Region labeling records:
= = = =

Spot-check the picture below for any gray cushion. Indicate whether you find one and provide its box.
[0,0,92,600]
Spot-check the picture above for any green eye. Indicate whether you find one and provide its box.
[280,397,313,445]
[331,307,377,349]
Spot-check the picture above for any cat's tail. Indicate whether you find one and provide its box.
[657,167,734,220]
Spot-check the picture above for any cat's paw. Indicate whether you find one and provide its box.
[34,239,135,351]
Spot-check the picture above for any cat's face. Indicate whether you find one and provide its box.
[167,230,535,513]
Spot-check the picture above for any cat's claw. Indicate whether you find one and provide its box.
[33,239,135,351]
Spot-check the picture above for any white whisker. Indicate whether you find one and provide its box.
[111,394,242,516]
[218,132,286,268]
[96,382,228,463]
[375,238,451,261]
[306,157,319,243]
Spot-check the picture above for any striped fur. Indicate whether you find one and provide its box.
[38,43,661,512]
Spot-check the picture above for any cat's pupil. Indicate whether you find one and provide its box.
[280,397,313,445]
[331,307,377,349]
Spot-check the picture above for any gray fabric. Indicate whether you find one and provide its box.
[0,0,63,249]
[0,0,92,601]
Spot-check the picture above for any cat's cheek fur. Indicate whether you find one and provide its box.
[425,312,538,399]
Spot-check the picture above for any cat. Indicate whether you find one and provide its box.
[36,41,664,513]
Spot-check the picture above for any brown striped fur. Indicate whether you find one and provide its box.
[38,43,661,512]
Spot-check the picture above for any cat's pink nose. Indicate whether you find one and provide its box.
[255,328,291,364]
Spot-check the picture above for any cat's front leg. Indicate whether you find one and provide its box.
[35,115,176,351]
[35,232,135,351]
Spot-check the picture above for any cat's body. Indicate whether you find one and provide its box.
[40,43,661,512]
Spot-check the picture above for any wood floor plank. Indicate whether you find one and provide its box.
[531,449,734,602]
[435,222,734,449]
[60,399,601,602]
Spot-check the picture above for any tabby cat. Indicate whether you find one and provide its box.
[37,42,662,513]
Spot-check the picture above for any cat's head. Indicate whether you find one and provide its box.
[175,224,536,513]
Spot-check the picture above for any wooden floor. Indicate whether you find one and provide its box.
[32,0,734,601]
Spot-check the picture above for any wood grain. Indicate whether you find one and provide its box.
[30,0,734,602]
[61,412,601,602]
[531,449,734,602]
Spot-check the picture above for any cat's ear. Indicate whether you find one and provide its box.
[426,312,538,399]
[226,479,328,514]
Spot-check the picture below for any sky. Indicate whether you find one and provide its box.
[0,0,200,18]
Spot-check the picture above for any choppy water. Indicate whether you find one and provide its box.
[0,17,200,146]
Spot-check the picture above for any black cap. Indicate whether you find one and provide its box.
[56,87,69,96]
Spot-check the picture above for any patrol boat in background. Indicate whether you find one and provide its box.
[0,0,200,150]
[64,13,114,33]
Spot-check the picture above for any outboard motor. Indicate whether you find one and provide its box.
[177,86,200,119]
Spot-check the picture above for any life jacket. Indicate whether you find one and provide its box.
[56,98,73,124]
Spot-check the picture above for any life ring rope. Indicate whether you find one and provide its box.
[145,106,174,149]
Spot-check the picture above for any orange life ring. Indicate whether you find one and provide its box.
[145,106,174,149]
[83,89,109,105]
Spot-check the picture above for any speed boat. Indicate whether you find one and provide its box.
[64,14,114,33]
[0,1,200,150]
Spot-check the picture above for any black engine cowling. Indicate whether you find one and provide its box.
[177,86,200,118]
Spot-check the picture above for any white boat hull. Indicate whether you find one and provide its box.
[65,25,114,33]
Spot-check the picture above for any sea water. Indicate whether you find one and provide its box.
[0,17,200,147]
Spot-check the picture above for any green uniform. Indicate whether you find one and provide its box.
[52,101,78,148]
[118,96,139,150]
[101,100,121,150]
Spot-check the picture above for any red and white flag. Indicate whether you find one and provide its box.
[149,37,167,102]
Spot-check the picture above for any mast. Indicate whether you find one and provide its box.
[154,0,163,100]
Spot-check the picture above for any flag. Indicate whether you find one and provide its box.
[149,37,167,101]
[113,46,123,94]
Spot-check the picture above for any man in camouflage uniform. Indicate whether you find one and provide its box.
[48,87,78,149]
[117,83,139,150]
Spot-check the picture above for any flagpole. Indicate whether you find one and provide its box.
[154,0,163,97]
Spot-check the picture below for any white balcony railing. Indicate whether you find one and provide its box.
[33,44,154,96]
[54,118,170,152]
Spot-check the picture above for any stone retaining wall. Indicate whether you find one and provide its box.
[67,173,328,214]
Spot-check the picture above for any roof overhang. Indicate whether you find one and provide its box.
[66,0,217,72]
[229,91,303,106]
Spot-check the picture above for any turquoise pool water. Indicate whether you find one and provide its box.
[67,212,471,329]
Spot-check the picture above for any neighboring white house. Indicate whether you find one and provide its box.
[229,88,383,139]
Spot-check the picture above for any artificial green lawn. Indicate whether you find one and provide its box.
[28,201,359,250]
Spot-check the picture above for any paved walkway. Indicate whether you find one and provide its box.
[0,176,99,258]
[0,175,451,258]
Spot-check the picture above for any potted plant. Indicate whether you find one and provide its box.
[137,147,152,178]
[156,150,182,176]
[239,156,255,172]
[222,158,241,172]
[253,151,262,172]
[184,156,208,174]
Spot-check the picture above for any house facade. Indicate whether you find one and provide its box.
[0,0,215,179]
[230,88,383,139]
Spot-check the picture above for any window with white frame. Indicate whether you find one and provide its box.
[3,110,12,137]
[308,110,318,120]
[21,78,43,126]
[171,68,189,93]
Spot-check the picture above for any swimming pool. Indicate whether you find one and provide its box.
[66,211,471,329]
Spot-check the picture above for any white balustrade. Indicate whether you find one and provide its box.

= = = =

[Required task] Rewrite all of the data above, changing every "Spot-check" to "Examine" and leaving everything else untouched.

[The reply]
Examine the picture below for any gray cushion. Indicate whether you find one and provide its box.
[0,0,92,600]
Examine the picture above for any green eye. Indicate whether you find one and provide its box.
[280,397,313,445]
[331,307,377,349]
Examine the picture above for any cat's tail. Indicate whether you find one and provide its box.
[657,167,734,220]
Examine the picture above for any cat's paw. Indicate whether you find one and provide its box.
[34,239,135,351]
Examine the picture above for any cat's face. Indicate whether you find one and provide its box.
[167,230,535,513]
Examine the picture above for any cat's claw. Indicate whether you find one and provide its box.
[33,239,135,351]
Examine the picture above for any white whisker. Indicate whether you find one and provide its box.
[111,394,242,516]
[218,132,286,268]
[96,382,228,463]
[375,238,451,261]
[306,157,319,243]
Examine the picture above for any striped fur. Indicate whether you find one and provide its box.
[38,43,661,512]
Examine the picture above for any cat's pupil. Indicate whether you find one and provide its box.
[280,397,313,445]
[331,307,377,349]
Examine the picture above for any gray fabric. Indicate whether you find one and provide its box.
[0,0,63,249]
[0,0,92,601]
Examine the picture above for any cat's cheek fur. Indicate whether you find one and provide its box.
[425,312,538,399]
Examine the picture above for any cat. Indicate whether you find one and provide its box.
[36,41,664,513]
Examine the picture above for any brown striped fur. Indicate whether you find one and provide its box.
[38,43,661,512]
Examine the picture above for any cat's pink nose. Indicate whether you find one and provide its box.
[255,328,291,364]
Examine the picture above for any cat's front leg. Indicate whether you find one and provide its box.
[35,115,176,351]
[35,232,135,351]
Examine the picture above for any cat's body. Indicate whether you find one and provide its box.
[40,43,661,512]
Examine the picture above for any wood floor plank. Indicate whether you find one and provide its box.
[531,449,734,602]
[435,222,734,449]
[60,399,601,602]
Examine the picture above for any tabby cat. Indicate whether you find one and provide its box.
[37,42,662,513]
Examine the picture above for any cat's head. Indicate whether you find one and provide its box.
[175,224,536,513]
Examine the picture above for any wooden floor. Indicate whether you find one and provide its box.
[32,0,734,601]
Examine the picture above for any wood grain. Indicate whether you find one and provide its box.
[30,0,734,602]
[61,412,601,602]
[531,449,734,602]
Examine the picture above for any cat's ear. Indicate whether you find one and provide its box.
[426,312,538,399]
[226,479,328,514]
Examine the picture below for any sky. Indicate whether you find one and provide its box.
[0,0,200,18]
Examine the picture above for any choppy water. Indicate whether you find one and provide its box.
[0,17,200,146]
Examine the picture above for any black cap. Indicate whether you find one and provide its box.
[56,87,69,96]
Examine the picture above for any patrol boat in background. Indicate whether you find one and provide its box.
[0,0,200,150]
[64,13,114,33]
Examine the picture above for any outboard motor. Indicate whether you find one and provide its box.
[177,86,200,119]
Examine the picture above for any life jacket. Indicate whether you find one and provide its box.
[56,98,73,124]
Examine the picture above for any life ring rope. Indicate whether you find one and provide its box.
[145,106,174,149]
Examine the picture above for any orange life ring. Indicate whether you find one and provide its box.
[145,106,174,149]
[83,89,109,105]
Examine the picture above for any speed boat. Indicate whether you find one and provide its box.
[64,14,114,33]
[0,1,200,150]
Examine the picture above for any black engine cowling. Indicate whether you find one and provide its box.
[177,86,200,118]
Examine the picture above for any white boat hull. Indicate whether you find one and provide its box.
[65,25,114,33]
Examine the picture above for any sea water. Indicate whether you find one and provide its box.
[0,17,200,147]
Examine the picture above for any green uniform. Indicate whether you find one and provide its box.
[52,101,78,148]
[118,96,139,150]
[101,100,121,150]
Examine the picture above for any red and white flag. Indicate whether you find one and provide its box.
[149,37,167,102]
Examine the picture above for any mast. Indicate whether you find one and provide its box.
[154,0,163,100]
Examine the picture above for any flag. Indicate whether you find one and provide its box.
[149,37,167,101]
[113,46,123,94]
Examine the picture above for any man in camouflage uniform. Indicate whether you find one and provide its box.
[48,87,78,149]
[117,83,139,150]
Examine the picture above for any flagpole. Indicate whether you find one and provide its box.
[154,0,163,97]
Examine the picture below for any white balcony railing. Indicate whether you find one and provide its box.
[33,44,154,96]
[54,118,170,152]
Examine the picture above for any stone retaining wall. Indicate whether you find one and provide its box.
[67,173,328,214]
Examine the picture above for any roof overhang. Indicate whether you find one and provide its box.
[66,0,217,72]
[229,91,303,106]
Examine the picture above for any turquoise pool water. Indicate whether you find one and provide its box.
[67,212,471,329]
Examine the picture above for any neighboring white house. Indicate whether you find one and provide its box.
[229,88,383,139]
Examine the picture above for any artificial green lawn. Indicate whether you find one and provide its box.
[28,201,359,250]
Examine the picture above for any paved walkway. Indicate whether you find one and provide its box.
[0,176,99,258]
[0,175,451,258]
Examine the picture above for any potted plant. Indicate whether you find one and provide its box.
[137,147,152,178]
[156,150,182,176]
[239,156,255,172]
[222,158,241,172]
[253,151,262,172]
[184,156,208,174]
Examine the picture above for any house facade. Indicate whether you find one and provide its box.
[0,0,215,179]
[230,88,383,139]
Examine the picture above for any window with white frame. Indicate whether you find one and provide its box.
[3,110,12,137]
[308,110,318,120]
[21,78,43,126]
[171,68,189,93]
Examine the picture above for any swimming pool. Indicate whether you find one and provide its box.
[66,211,471,329]
Examine the picture above for any white balustrade. Indicate whether you find one and provide its box.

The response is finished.